Print the following entries without any change.
····················
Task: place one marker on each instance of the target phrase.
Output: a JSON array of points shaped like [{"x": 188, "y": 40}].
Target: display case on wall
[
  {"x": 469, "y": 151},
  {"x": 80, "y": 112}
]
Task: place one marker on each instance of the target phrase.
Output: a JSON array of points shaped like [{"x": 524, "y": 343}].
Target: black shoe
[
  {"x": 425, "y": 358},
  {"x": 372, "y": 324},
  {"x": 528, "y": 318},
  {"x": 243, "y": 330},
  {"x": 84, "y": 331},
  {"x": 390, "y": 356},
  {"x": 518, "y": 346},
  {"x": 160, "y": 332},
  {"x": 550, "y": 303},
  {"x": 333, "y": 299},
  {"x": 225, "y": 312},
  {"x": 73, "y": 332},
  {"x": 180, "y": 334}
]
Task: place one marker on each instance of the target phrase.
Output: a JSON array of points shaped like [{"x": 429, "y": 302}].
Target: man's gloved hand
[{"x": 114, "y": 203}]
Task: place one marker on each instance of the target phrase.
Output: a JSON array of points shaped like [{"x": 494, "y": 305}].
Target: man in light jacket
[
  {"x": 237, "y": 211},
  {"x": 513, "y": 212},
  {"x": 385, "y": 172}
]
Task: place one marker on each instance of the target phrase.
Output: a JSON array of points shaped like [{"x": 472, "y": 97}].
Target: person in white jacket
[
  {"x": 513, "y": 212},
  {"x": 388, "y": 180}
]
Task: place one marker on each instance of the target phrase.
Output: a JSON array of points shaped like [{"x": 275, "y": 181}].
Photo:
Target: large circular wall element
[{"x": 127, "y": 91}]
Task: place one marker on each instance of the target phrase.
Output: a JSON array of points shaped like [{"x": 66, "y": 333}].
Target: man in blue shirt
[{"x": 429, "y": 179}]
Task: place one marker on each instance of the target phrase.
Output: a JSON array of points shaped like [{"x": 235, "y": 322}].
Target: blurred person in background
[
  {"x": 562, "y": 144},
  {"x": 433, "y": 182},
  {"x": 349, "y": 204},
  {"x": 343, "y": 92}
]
····················
ANSWER TO THE PROBLEM:
Task: place one marker on each instance of the target phrase.
Output: a JSON array of points shaped like [{"x": 188, "y": 40}].
Target: display case on wall
[
  {"x": 469, "y": 151},
  {"x": 80, "y": 112}
]
Task: place one marker on each instance of the target phrase.
Output: a JSON array of points shaped like [{"x": 524, "y": 343}].
Target: black shoe
[
  {"x": 425, "y": 358},
  {"x": 372, "y": 324},
  {"x": 528, "y": 318},
  {"x": 243, "y": 330},
  {"x": 84, "y": 331},
  {"x": 390, "y": 356},
  {"x": 518, "y": 346},
  {"x": 160, "y": 332},
  {"x": 550, "y": 303},
  {"x": 333, "y": 299},
  {"x": 225, "y": 312},
  {"x": 73, "y": 332},
  {"x": 180, "y": 334}
]
Task: place one marker on each instance of the target phrase.
Output: a JSON array of points shaped like [{"x": 429, "y": 302}].
Target: man's gloved hand
[{"x": 114, "y": 203}]
Task: place one marker on each instance of the target phrase.
Output: a JSON array of points shaped like [{"x": 494, "y": 305}].
Target: man in light jacket
[
  {"x": 237, "y": 211},
  {"x": 513, "y": 212},
  {"x": 385, "y": 172}
]
Task: place one marker on each instance of the target phrase.
Output: a JSON array of points shaped like [{"x": 472, "y": 97}].
Target: person in white jacket
[
  {"x": 513, "y": 212},
  {"x": 388, "y": 180}
]
Task: place one marker on each instance of the target phrase.
Output: a JSON array of points shaped like [{"x": 275, "y": 181}].
Photo:
Target: large circular wall element
[{"x": 127, "y": 91}]
Task: place one marker on each instance of the target phrase.
Output: a JSON array of points shaped like [{"x": 66, "y": 333}].
Target: man in blue shirt
[{"x": 429, "y": 179}]
Task: place one marker on each instance of the target phrase.
Output: a JSON array of points shaped like [{"x": 235, "y": 322}].
Target: blurred person in background
[
  {"x": 562, "y": 144},
  {"x": 433, "y": 182},
  {"x": 349, "y": 204},
  {"x": 343, "y": 92}
]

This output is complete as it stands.